* _Selected excerpt_
:::

Kimberly Dowdell elected AIA's 2024 president
Delegates at the 2022 AIA Annual Meeting elected Kimberly Dowdell, AIA, as 2023 First VP/2024 President-elect. Ms. Dowdell will be the 100th President of AIA.
Britt Lindberg, FAIA, was elected 2023-2024 AIA Secretary, and Illya Azaroff, FAIA, was elected 2023-2025 At-large Director.
Additionally, delegates approved three Bylaw amendments and a resolution which allows International Associate members to be eligible for Associate Emeritus membership. That amendment to the AIA Bylaws will be presented to the delegates for approval at the 2023 Annual Meeting.
Ms. Dowdell, an AIA member since 2007, graduated from Cornell University with a Bachelor of Architecture in 2006. She received a Master of Public Administration from Harvard University in 2015. She is currently Marketing Principal at HOK Architects.

:::

* _Information given_

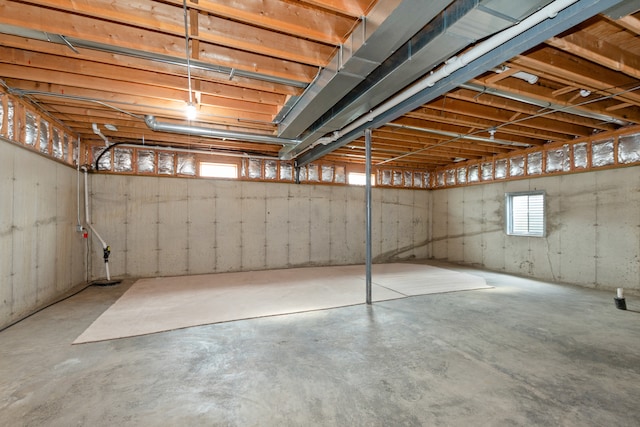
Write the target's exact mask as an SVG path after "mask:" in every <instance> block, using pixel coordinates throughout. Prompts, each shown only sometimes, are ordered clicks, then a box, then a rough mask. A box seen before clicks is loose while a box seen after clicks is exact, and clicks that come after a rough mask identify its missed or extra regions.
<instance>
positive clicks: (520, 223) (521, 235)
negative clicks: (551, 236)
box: [506, 191, 545, 237]
mask: <svg viewBox="0 0 640 427" xmlns="http://www.w3.org/2000/svg"><path fill="white" fill-rule="evenodd" d="M544 196H545V193H544V191H531V192H526V193H507V194H506V208H507V221H506V224H507V234H509V235H513V236H534V237H543V236H544V235H545V215H544Z"/></svg>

:::

* _Exercises to complete_
A: According to the AIA election announcement, what degree did Kimberly Dowdell receive from Harvard University in 2015?
B: Output the part of the AIA election announcement from "Additionally, delegates approved" to "2023 Annual Meeting.".
C: Write the next part of the AIA election announcement, continuing after its last sentence.

* _List of answers_
A: A Master of Public Administration.

B:
Additionally, delegates approved three Bylaw amendments and a resolution which allows International Associate members to be eligible for Associate Emeritus membership. That amendment to the AIA Bylaws will be presented to the delegates for approval at the 2023 Annual Meeting.

C:
No stranger to volunteering with AIA, Ms. Dowdell has participated on the Equity and the Future of Architecture Committee from 2019-2020, the New Urban Agenda Task Force from 2019-2021, the AIA New York Nominating Committee in 2021, the AIA Chicago EVP Search Committee in 2021, and was a Young Architects Award Recipient in 2020.
Ms. Dowdell was president of the National Organization of Minority Architects (NOMA) from 2019-2020. Her platform as AIA President will be ensuring there is space for minority architects at every level of AIA. She has outlined her intentions to “create access to opportunities,” “foster greater opportunities for leadership,” "build upon the legacy of long-time members,” in her #AllinforNOMA initiative.
“As the 295th living Black woman to earn an architectural license in the U.S., I am keen to help young women and people of color,” said Ms. Dowdell, who will be the first black woman president of AIA.
In addition, her platform includes initiatives such as supporting the business of design, making architecture more accessible to all, meeting our obligation to future generations regarding climate action, and navigating the future of design work with advances in technology.
Ms. Lindberg, Technical Director at Gensler, is currently an At-large Director on the AIA Board. She served as president of AIA California in 2018 and was on its Board of Directors from 2013-2018.
She describes this is a “pivotal time” at AIA, where “urgent action, innovation, collaboration, and progress” are needed to achieve AIA’s equity and climate imperatives.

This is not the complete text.